## What you should do:
Revise the entries starting at the line containing "target: bare tree" and ending with the line containing "37L442 31L406 31L413", replacing "instance" with "object" and changing nothing else. Leave the pictures out of your answer.
### Data in this exercise ###
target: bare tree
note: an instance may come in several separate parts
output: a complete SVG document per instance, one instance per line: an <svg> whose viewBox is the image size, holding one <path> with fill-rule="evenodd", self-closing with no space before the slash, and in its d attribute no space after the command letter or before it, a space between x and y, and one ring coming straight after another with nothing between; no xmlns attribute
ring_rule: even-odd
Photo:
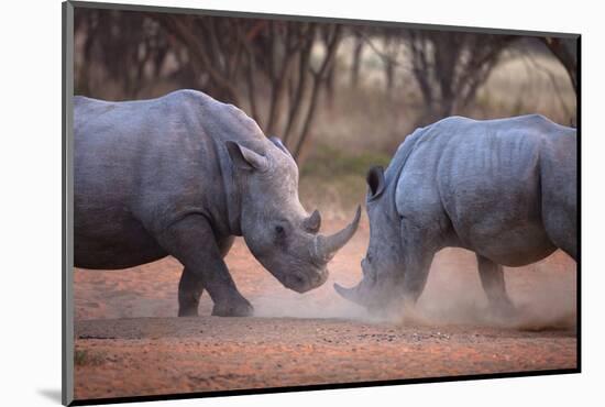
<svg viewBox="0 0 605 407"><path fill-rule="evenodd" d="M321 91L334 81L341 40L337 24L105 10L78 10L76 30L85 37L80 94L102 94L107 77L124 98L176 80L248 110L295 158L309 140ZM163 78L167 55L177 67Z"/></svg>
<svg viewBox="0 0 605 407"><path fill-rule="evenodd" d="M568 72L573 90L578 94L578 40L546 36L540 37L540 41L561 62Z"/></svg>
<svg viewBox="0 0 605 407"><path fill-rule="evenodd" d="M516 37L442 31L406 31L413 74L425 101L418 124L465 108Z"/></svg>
###
### Data in this exercise ###
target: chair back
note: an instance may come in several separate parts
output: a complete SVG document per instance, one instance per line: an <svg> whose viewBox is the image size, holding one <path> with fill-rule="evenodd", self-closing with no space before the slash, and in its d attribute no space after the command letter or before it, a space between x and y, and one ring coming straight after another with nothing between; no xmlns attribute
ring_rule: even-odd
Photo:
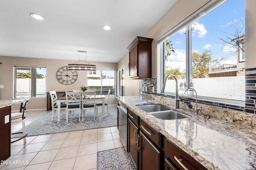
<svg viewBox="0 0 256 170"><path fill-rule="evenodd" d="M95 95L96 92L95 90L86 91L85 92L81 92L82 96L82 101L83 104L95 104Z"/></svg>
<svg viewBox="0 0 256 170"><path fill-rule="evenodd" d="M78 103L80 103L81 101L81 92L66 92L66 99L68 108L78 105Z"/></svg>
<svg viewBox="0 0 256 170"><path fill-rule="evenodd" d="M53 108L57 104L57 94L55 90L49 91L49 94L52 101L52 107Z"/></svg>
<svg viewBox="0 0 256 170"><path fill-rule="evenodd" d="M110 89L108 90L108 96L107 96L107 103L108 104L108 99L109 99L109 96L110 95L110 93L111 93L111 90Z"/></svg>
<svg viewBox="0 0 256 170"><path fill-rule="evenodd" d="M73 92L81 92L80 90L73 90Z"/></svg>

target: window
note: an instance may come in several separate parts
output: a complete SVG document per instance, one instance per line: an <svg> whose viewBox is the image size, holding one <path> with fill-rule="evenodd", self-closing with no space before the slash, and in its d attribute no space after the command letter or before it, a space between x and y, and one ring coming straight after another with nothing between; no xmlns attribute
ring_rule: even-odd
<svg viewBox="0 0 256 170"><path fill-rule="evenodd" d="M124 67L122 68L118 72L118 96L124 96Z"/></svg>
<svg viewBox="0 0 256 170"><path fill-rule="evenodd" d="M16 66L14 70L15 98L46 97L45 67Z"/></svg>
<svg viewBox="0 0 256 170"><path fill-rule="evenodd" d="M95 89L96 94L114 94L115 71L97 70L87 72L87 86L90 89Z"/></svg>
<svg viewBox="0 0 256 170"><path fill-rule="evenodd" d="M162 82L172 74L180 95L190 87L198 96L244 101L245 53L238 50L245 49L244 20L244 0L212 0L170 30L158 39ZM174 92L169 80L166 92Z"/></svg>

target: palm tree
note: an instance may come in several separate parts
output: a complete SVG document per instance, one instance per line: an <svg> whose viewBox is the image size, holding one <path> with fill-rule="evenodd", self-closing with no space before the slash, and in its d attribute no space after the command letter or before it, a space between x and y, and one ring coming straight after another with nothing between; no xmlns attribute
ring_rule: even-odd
###
## Result of the exercise:
target: bare tree
note: an object may come in several separate parts
output: a complete SVG document per object, one object per line: an <svg> whose viewBox is the image size, holding one <path> with fill-rule="evenodd", self-closing with no space before the slash, and in its d attribute no space after the command letter or before it, a space between x and y, and one ring coming straight after another with nothing between; no xmlns attribute
ring_rule: even-odd
Photo:
<svg viewBox="0 0 605 407"><path fill-rule="evenodd" d="M321 91L334 81L341 40L337 24L105 10L78 10L76 30L85 37L80 94L102 94L107 77L124 98L176 80L248 110L295 158L309 140ZM163 78L167 55L177 67Z"/></svg>
<svg viewBox="0 0 605 407"><path fill-rule="evenodd" d="M568 72L573 90L578 94L578 40L546 36L540 37L540 41L561 62Z"/></svg>
<svg viewBox="0 0 605 407"><path fill-rule="evenodd" d="M516 37L442 31L406 31L413 74L425 101L418 124L465 108Z"/></svg>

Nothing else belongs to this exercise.